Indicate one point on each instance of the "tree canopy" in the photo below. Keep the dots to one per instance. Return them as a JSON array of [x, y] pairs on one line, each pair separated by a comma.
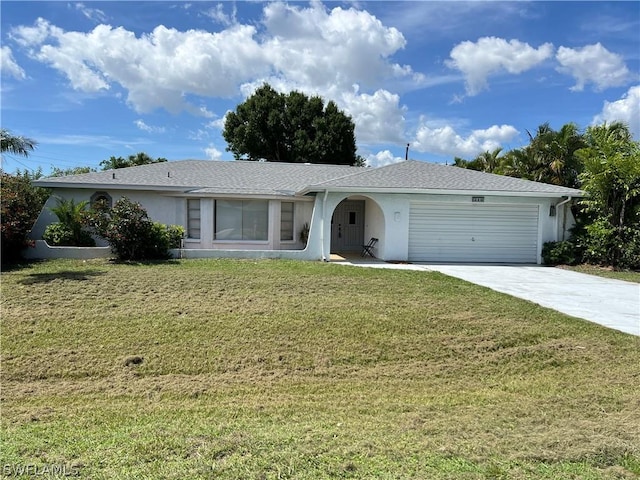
[[277, 127], [604, 161], [16, 144]]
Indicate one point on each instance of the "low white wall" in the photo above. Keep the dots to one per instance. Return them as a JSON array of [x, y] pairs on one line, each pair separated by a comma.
[[249, 254], [42, 250]]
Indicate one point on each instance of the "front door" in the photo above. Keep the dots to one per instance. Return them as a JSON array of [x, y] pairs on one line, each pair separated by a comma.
[[347, 226]]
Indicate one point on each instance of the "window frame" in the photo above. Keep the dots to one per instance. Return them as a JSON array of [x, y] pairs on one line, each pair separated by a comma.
[[292, 222], [241, 224]]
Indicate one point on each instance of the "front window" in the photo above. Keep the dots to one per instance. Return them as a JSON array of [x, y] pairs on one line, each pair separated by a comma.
[[193, 218], [286, 221], [242, 220], [101, 197]]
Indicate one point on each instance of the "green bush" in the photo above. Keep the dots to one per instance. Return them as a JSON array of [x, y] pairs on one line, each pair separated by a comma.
[[175, 233], [130, 233], [559, 253], [70, 231], [21, 203], [58, 234]]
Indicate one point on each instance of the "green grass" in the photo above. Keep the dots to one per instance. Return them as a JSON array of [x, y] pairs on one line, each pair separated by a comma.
[[282, 369], [626, 275]]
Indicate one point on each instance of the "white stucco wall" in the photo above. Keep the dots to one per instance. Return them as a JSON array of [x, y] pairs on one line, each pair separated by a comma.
[[386, 218]]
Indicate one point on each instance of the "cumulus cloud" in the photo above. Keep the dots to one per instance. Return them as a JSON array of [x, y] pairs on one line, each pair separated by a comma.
[[212, 152], [378, 117], [148, 128], [491, 55], [218, 15], [592, 64], [93, 14], [626, 110], [382, 158], [9, 66], [310, 49], [444, 140]]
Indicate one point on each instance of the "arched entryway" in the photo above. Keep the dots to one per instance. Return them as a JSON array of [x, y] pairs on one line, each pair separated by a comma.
[[355, 219], [347, 226]]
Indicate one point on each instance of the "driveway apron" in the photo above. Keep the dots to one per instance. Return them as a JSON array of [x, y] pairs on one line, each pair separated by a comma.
[[612, 303]]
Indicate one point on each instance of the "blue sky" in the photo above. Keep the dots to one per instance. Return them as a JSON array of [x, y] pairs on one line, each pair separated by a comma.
[[95, 79]]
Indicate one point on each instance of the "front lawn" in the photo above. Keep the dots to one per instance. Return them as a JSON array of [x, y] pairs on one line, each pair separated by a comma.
[[280, 369], [606, 272]]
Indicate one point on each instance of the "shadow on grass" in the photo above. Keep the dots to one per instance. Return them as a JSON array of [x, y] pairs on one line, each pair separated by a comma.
[[72, 275]]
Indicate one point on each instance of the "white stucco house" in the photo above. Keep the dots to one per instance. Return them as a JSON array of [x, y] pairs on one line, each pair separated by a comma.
[[418, 211]]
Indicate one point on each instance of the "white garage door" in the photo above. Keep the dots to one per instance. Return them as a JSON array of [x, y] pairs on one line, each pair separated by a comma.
[[473, 233]]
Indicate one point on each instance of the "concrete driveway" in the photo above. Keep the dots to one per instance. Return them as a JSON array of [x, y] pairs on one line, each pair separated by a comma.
[[612, 303]]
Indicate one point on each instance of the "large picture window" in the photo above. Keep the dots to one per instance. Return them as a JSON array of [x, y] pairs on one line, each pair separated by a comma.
[[286, 221], [242, 220], [193, 218]]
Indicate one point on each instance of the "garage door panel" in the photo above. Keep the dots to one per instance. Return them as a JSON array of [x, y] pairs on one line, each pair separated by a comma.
[[473, 233]]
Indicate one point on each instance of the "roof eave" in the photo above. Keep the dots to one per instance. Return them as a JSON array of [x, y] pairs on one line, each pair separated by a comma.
[[434, 191], [111, 186]]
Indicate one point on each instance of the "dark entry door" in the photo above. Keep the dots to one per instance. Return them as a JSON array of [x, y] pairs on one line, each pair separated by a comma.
[[347, 226]]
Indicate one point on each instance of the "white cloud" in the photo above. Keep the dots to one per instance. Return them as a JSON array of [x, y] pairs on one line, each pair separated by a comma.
[[491, 55], [218, 122], [311, 49], [593, 64], [626, 110], [378, 117], [212, 152], [382, 158], [157, 69], [9, 66], [444, 140], [147, 128], [93, 14], [218, 14]]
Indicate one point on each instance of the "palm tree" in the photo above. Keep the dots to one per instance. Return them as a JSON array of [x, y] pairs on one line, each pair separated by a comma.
[[16, 145]]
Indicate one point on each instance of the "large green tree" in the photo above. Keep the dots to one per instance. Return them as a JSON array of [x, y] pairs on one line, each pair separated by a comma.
[[611, 178], [20, 201], [550, 157], [293, 127], [20, 205]]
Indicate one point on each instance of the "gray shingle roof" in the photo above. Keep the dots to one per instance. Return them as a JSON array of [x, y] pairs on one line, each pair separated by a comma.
[[270, 178], [417, 175], [207, 176]]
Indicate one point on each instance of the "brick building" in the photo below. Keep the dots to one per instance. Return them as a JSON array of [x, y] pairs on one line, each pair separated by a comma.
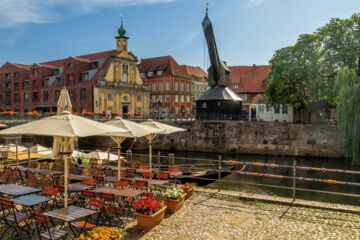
[[93, 80], [170, 86]]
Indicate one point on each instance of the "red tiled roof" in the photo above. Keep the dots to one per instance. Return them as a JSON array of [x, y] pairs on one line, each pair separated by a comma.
[[167, 64], [24, 66], [251, 78], [195, 71]]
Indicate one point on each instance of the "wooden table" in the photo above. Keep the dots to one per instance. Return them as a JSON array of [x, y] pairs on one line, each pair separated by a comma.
[[17, 190], [129, 193], [31, 200]]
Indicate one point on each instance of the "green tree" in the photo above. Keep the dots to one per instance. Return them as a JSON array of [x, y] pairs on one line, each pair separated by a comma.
[[347, 86]]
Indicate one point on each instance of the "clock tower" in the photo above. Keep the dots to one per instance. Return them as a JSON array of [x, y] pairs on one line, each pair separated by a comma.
[[121, 39]]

-- Problem --
Give back every line exactly as it stands, pictures excluded.

-- Solution to this exercise --
Indicate one point on each instance of the "tree canopy" in the photo below. Keep the dots to one per instance. Return them as a JSON array of [x, y] pairs on one line, each pair separated by a comma.
[[277, 127], [604, 161], [16, 144]]
Indicate one point on each instance of the "low white wall" in the photo above. Keep the dots to one per instance. Return them as a JSON array of [x, y] pairs on one line, each pair separated by a comma.
[[249, 254], [42, 250]]
Indicate one point on each instance of the "front door" in the photo above. Keep the dots to one per instance. Return them as a JSON array of [x, y] pairs on one line, each pair separated by a comma.
[[347, 226]]
Indicate one point on each instance of the "window frame" in the photo above. Keep the dots to one per instance. Return them as a JSON array of [x, y] pairs on one line, each pair separated by a comma.
[[292, 222], [241, 224]]
Indicate one point on each instance of the "front window" in the photo above. Keep the dots to one per instance. Return them as a JSON array of [x, y] pairs on one line, each pair separated by a comma.
[[193, 218], [286, 221], [242, 220], [101, 197]]
Indicate one point on each instance of the "green bush" in the photo above. Keep the dots to one per instance. Return them as a JSON array of [x, y] pairs on one line, each pair separated by a comma.
[[175, 233], [130, 233], [559, 253], [70, 231], [21, 203], [58, 234]]
Indicate one point on each instance of the "green grass" in the photo above. Keep the dots to one per instance. Return them as a JSON array of [x, y] pairs on one line, each pair separated by a comma.
[[282, 369], [626, 275]]
Indicate one point on each instance of the "white stucco wall" in the photo above. Keep the dots to one per instance. Return them as a JSON array of [x, y] pairs on one line, each pair separated by a comma.
[[386, 218]]
Indicate one point on each instance of the "cumulus cloud" in the photo above. Keep the dots to one per instance. Return them as a JSON array of [x, y] pairs on one line, each pair separated by a comma.
[[212, 152], [378, 117], [148, 128], [491, 55], [218, 15], [592, 64], [93, 14], [626, 110], [382, 158], [9, 66], [310, 49], [444, 140]]
Indicate one point on each instance of the "arched entryway" in the photo above. Keep the dots to one per instance. Return them as a JSON array of [x, y] pairs on one line, each pair separated by a comma.
[[355, 219], [347, 226]]
Indicate one point on each instance of the "driveway apron" in the photo above. Keep the dots to one per instance. Return them as a JSON array of [x, y] pairs on one line, each pair separated by a comma.
[[612, 303]]
Indicate one point on each instance of the "blue sky" in the photo above. Keep the dots to one per instance. Return them as a JSON array of [x, y] pairs on one line, each pair separated by a comma.
[[95, 79]]
Indicate one point on each instance of the "front lawn" in the photo above. Keep the dots to one per instance. Return them as a JSON array of [x, y] pairs on one line, each pair separated by a comma.
[[280, 369], [606, 272]]
Indicate one point on each instance of the "shadow on grass" in the photo above. Keep the dots to one per instance. Return them as a JSON array of [x, y] pairs on one line, each pair separated by a comma.
[[72, 275]]
Indicate one point on each instance of the "white stucco house" in the photo above. Keep the dots to one per instance. Return them as a JSON array of [x, y] pairs on one line, each pair separated by a comma.
[[418, 211]]
Indicate one point on each instance of the "white garage door" in the photo above. Keep the dots to one per instance. Return them as a JSON array of [x, y] pairs on one line, each pair separated by a comma.
[[473, 233]]
Indicate one point on each instance of the "concrete driveway" in the photo above. Keep the dots to one per instance. Return them as a JSON array of [x, y] pairs on one line, each pair separated by a comma.
[[612, 303]]
Indicate one point on each instance of the "large picture window" in the photo above. Keep the dots to one per instance. Return them as a JSON array of [x, y] pairs on one line, each pair separated by a comma.
[[286, 221], [242, 220], [193, 218]]
Indicate one point on each instance of the "garage door panel" in the photo above. Keep the dots to one per instance. Return them as a JSON array of [x, y] pairs on one line, each pair separated by a comma.
[[473, 233]]
Indicate one point on each instance of the "roof eave" in the photo above. Keep the dots to one per instance. Return them as a JSON array of [x, y] pairs on one line, each pair separated by a comma.
[[434, 191], [111, 186]]
Indicate one point on each instance of the "dark entry door" in the photo above. Keep the dots to one per instance. Return them as a JSON array of [x, y] pairs on one line, each pair separated by a comma.
[[347, 226]]
Indicate one point on each instance of the "white cloud" in the photo above. Keep the dots to one per instance. Return them as a JSON array of [x, y] pairs on one line, each pair separated by a comma.
[[491, 55], [218, 122], [311, 49], [593, 64], [626, 110], [378, 117], [212, 152], [382, 158], [157, 69], [9, 66], [444, 140], [147, 128], [93, 14], [218, 14]]
Indicate one point on each instance of the "palm tree" in the photo above. Keep the dots to one per instance. Return them as a JSON array of [x, y] pairs on one line, each pair separated by a comma.
[[16, 145]]
Indicate one point on each instance of the "large green tree" in the photo above. Keep the dots to one per instance. Return them as a JSON array of [x, y] pairs on one line, each pair separated by a comma.
[[611, 178], [20, 201], [550, 157], [293, 127], [20, 205]]
Indicate one point on each instance of the "gray shingle roof" in the photo above. Keep the dots to one per instance. Return them as a JSON array of [x, y] pairs on one line, each pair separated by a comma.
[[270, 178], [417, 175], [207, 176]]
Indicate one point on each instance of the "brick building" in the photo below. Keep the dots to one per instance. Return them as a JSON array of [x, y] pairs on one line, each pair separated by a comma.
[[93, 80], [170, 86]]
Indicate one point on each instance of the "red tiled roof" in the photo above. Keep the dots to one per instance. Return them as a JSON array of [x, y] pairs on one line, each pair separated by a comma.
[[167, 64], [24, 66], [251, 78], [195, 71]]
Indicate one point on each instance of the "wooden table" in the photo above. Keep the dots to one per instance. Return them as a JSON array of [x, y] pairs on one line, each pair separated by a comma.
[[17, 190], [129, 193], [31, 200]]
Indicate one point on each instance of the "green tree" in the photo above. Keep the dots to one per instance. Return them as a JSON array of [x, y] pairs on one line, each pair separated by a comma.
[[347, 86]]
Indicate one point on each instance of the "clock tower" in the photo above. Keep the dots to one per instance. Return them as a JSON array of [x, y] pairs on one line, each pair separated by a comma.
[[121, 39]]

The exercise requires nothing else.